• **Task prompt**: The listing is to be transcribed in full, with its images left out.

• **Records**:
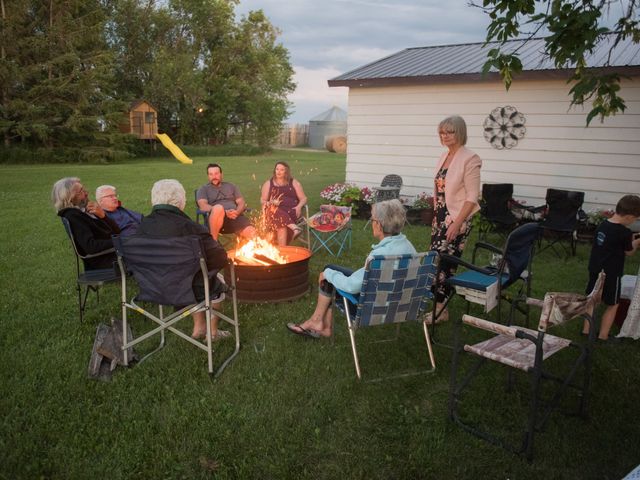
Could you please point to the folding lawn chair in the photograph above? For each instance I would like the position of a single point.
(331, 229)
(91, 280)
(529, 351)
(495, 210)
(164, 269)
(396, 289)
(485, 285)
(389, 189)
(561, 220)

• **Exercise answer**:
Could you please point to the folding lawn chair in the photograph above? For each instance I would like the position of a single point.
(331, 229)
(91, 280)
(529, 351)
(495, 210)
(164, 269)
(396, 289)
(485, 285)
(389, 189)
(561, 220)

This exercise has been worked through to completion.